YOUR GOAL ▸ Take every line from the entries below that includes the word "parts" and copy it.

PROVIDED RECORDS ▸
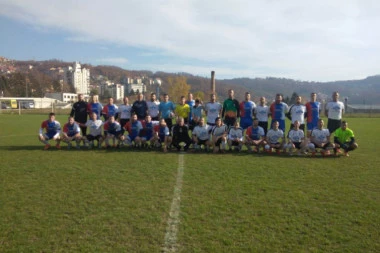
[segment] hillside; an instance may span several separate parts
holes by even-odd
[[[60,60],[47,61],[15,61],[0,57],[0,90],[4,96],[42,96],[47,91],[72,92],[68,84],[59,84],[59,70],[72,66],[72,62]],[[169,77],[185,76],[192,92],[202,91],[208,94],[210,91],[210,79],[194,76],[188,73],[153,73],[147,70],[131,71],[115,66],[92,66],[82,64],[90,69],[91,85],[99,84],[99,76],[115,83],[123,83],[126,77],[160,78],[162,80],[162,92],[168,90],[166,80]],[[210,70],[211,72],[211,70]],[[218,73],[216,73],[216,77]],[[304,97],[309,97],[311,92],[320,93],[322,97],[331,96],[333,91],[339,91],[341,97],[348,97],[351,104],[380,104],[380,75],[370,76],[362,80],[346,80],[335,82],[306,82],[286,78],[235,78],[216,79],[216,91],[219,100],[226,97],[228,89],[234,89],[237,99],[242,100],[246,91],[253,94],[254,100],[260,96],[272,99],[276,93],[290,97],[296,92]],[[151,89],[152,90],[152,89]]]

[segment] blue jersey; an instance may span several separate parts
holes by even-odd
[[[161,118],[168,119],[171,118],[171,113],[174,111],[175,106],[171,101],[168,101],[161,102],[158,108],[161,112]]]
[[[153,136],[153,130],[154,130],[154,125],[152,121],[149,123],[144,122],[143,128],[140,131],[140,136],[148,137],[148,139],[150,139]]]
[[[252,101],[242,101],[240,103],[240,118],[252,119],[253,110],[256,104]]]
[[[117,111],[118,111],[118,107],[116,105],[107,104],[104,106],[104,108],[102,110],[102,114],[104,115],[105,119],[108,119],[111,116],[115,116]]]
[[[186,104],[190,107],[190,113],[189,113],[189,121],[193,120],[193,107],[195,105],[195,100],[187,100]]]
[[[277,120],[280,124],[280,129],[285,131],[285,113],[288,111],[289,107],[284,102],[273,103],[270,106],[270,112],[272,116],[272,124],[274,120]]]
[[[320,102],[307,102],[307,129],[312,130],[318,126],[319,112],[321,111]]]
[[[103,110],[103,106],[100,103],[89,103],[87,105],[88,114],[91,115],[91,113],[93,112],[96,113],[96,119],[100,118],[100,114],[102,113],[102,110]]]
[[[106,122],[104,124],[103,128],[104,128],[105,132],[107,132],[109,134],[113,134],[113,135],[117,135],[121,131],[120,123],[117,121],[115,121],[113,123]]]
[[[69,137],[73,137],[76,134],[80,133],[80,128],[77,123],[73,123],[72,125],[70,123],[66,123],[63,126],[63,132],[67,134]]]

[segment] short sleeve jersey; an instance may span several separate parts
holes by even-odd
[[[267,139],[270,143],[278,143],[281,138],[284,137],[284,132],[281,129],[273,130],[270,129],[267,133]]]
[[[120,105],[118,109],[120,119],[130,119],[131,118],[131,105]]]
[[[90,128],[90,135],[98,136],[102,134],[103,121],[100,119],[95,121],[90,119],[86,122],[86,126]]]
[[[190,113],[190,107],[188,104],[177,105],[175,107],[175,113],[177,116],[187,119]]]
[[[159,111],[161,112],[161,118],[168,119],[171,118],[171,113],[174,111],[175,106],[173,102],[161,102],[159,105]]]
[[[304,105],[293,105],[290,108],[290,116],[292,118],[292,123],[297,120],[300,124],[305,123],[305,113],[306,113],[306,106]]]
[[[40,134],[42,134],[42,129],[45,129],[46,133],[49,135],[55,135],[61,131],[61,124],[56,120],[51,122],[49,120],[45,120],[41,124]]]
[[[210,128],[207,125],[196,126],[193,130],[193,135],[195,135],[200,140],[208,140],[210,138]]]
[[[208,102],[205,105],[205,111],[207,114],[207,122],[208,123],[215,123],[215,119],[219,117],[220,110],[222,110],[222,105],[218,102]]]
[[[270,106],[270,112],[273,120],[285,120],[285,113],[288,111],[288,105],[284,102],[273,103]]]
[[[320,110],[321,110],[320,102],[307,102],[306,103],[307,122],[313,123],[313,125],[316,126],[319,120]]]
[[[292,129],[288,133],[288,138],[292,142],[301,142],[305,138],[305,133],[301,129]]]
[[[252,101],[240,102],[240,118],[252,119],[253,110],[256,108],[256,104]]]
[[[257,127],[250,126],[248,127],[245,135],[247,135],[251,140],[257,141],[257,140],[260,140],[261,137],[265,136],[265,132],[264,132],[264,129],[260,126],[257,126]]]
[[[72,137],[72,136],[80,133],[80,128],[79,128],[79,125],[77,123],[73,123],[73,124],[66,123],[63,126],[63,132],[66,133],[67,136]]]
[[[103,107],[102,114],[105,116],[106,119],[108,119],[111,116],[115,116],[117,113],[118,107],[117,105],[110,105],[107,104]]]
[[[315,128],[311,132],[311,136],[314,137],[318,142],[327,142],[327,137],[330,136],[328,129]]]
[[[231,127],[230,128],[230,131],[228,132],[228,139],[230,140],[234,140],[234,139],[239,139],[239,140],[243,140],[243,128],[241,127],[238,127],[238,128],[235,128],[235,127]]]
[[[342,119],[342,112],[344,111],[344,104],[341,101],[328,102],[326,105],[327,117],[329,119],[340,120]]]
[[[158,117],[158,113],[159,113],[158,107],[160,106],[160,102],[156,100],[156,101],[148,101],[146,103],[148,105],[149,115],[152,118]]]
[[[256,106],[255,108],[255,115],[256,115],[256,118],[260,121],[260,122],[268,122],[268,114],[269,114],[269,107],[264,105],[258,105]]]
[[[227,126],[226,125],[221,125],[221,126],[214,126],[212,129],[212,135],[219,137],[222,136],[224,133],[227,133]]]
[[[351,138],[355,137],[354,132],[346,128],[346,130],[343,130],[341,127],[335,130],[335,137],[338,138],[340,143],[345,143],[351,141]]]

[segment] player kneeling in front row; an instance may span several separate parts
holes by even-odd
[[[301,155],[305,149],[305,133],[300,129],[300,122],[294,121],[293,128],[288,133],[288,143],[284,145],[284,151],[288,149],[288,154],[293,155],[295,149],[298,150],[297,154]]]
[[[150,147],[154,147],[154,127],[158,124],[158,121],[152,121],[152,116],[147,115],[145,120],[142,122],[142,129],[140,130],[139,136],[141,138],[142,146],[148,147],[148,143]]]
[[[254,146],[255,152],[260,153],[260,147],[264,147],[265,144],[264,128],[259,126],[259,120],[254,118],[252,126],[248,127],[245,132],[245,145],[247,146],[248,152],[252,152],[252,146]]]
[[[115,120],[114,116],[110,116],[106,123],[104,123],[104,137],[106,148],[110,148],[110,140],[112,140],[113,147],[120,147],[121,143],[124,143],[124,135],[121,131],[120,123]],[[117,140],[117,145],[116,145]]]
[[[225,152],[227,144],[227,131],[227,126],[222,123],[222,119],[220,117],[217,117],[215,119],[215,126],[211,131],[214,153],[218,153],[219,151],[222,153]]]
[[[279,155],[281,149],[284,146],[285,138],[284,132],[279,128],[280,123],[277,120],[272,122],[272,128],[269,129],[265,145],[265,151],[268,153],[272,153],[272,150],[275,149],[276,153]]]
[[[166,126],[165,119],[161,119],[160,124],[154,127],[153,141],[156,145],[161,145],[164,152],[168,151],[168,146],[172,142],[172,137],[170,137],[170,131]]]
[[[198,125],[193,130],[193,143],[195,150],[202,150],[202,145],[208,151],[211,146],[210,127],[205,124],[205,119],[200,118]]]
[[[80,141],[82,136],[80,135],[80,127],[74,121],[74,117],[69,117],[69,121],[63,126],[62,141],[67,143],[67,149],[71,149],[72,141],[76,142],[76,148],[80,149]]]
[[[352,151],[358,148],[358,144],[355,142],[354,132],[347,127],[347,121],[342,121],[341,127],[335,130],[334,136],[334,154],[340,153],[340,149],[344,150],[344,155],[348,155],[348,151]]]
[[[181,146],[179,145],[181,142],[185,143],[183,149],[187,151],[191,144],[189,128],[185,125],[184,118],[178,117],[177,124],[173,127],[173,146],[176,147],[178,151],[181,150]]]
[[[45,129],[45,133],[44,133]],[[61,124],[55,120],[55,114],[49,113],[49,119],[44,120],[41,124],[40,128],[40,134],[38,136],[38,139],[45,144],[44,149],[47,150],[50,148],[49,140],[53,139],[56,141],[56,148],[60,149],[61,146],[59,145],[61,141]]]
[[[85,146],[89,145],[89,148],[92,148],[94,146],[94,141],[98,141],[98,148],[102,147],[102,142],[104,140],[102,136],[102,126],[103,121],[98,119],[98,115],[96,112],[93,112],[90,114],[91,119],[87,120],[86,124],[81,124],[83,126],[86,126],[88,129],[90,129],[90,133],[84,137],[85,139]]]
[[[330,131],[324,126],[323,119],[318,120],[318,127],[313,129],[310,136],[308,149],[315,156],[316,149],[321,149],[322,156],[329,155],[330,150],[334,148],[334,144],[330,142]]]
[[[137,114],[133,114],[131,120],[124,126],[124,129],[128,132],[125,140],[128,145],[132,145],[134,142],[135,147],[141,147],[139,134],[142,128],[141,122],[137,120]]]
[[[240,151],[243,146],[243,134],[244,130],[240,127],[239,121],[235,121],[234,126],[228,131],[228,150],[231,151],[232,147],[235,147],[236,151]]]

TASK RESPONSE ▸
[segment] hillside; an instance may span several separate parts
[segment] blue jersey; an instance may span several separate parts
[segment] short sleeve jersey; an instance may span several separate parts
[segment] player kneeling in front row; an instance may span several separate parts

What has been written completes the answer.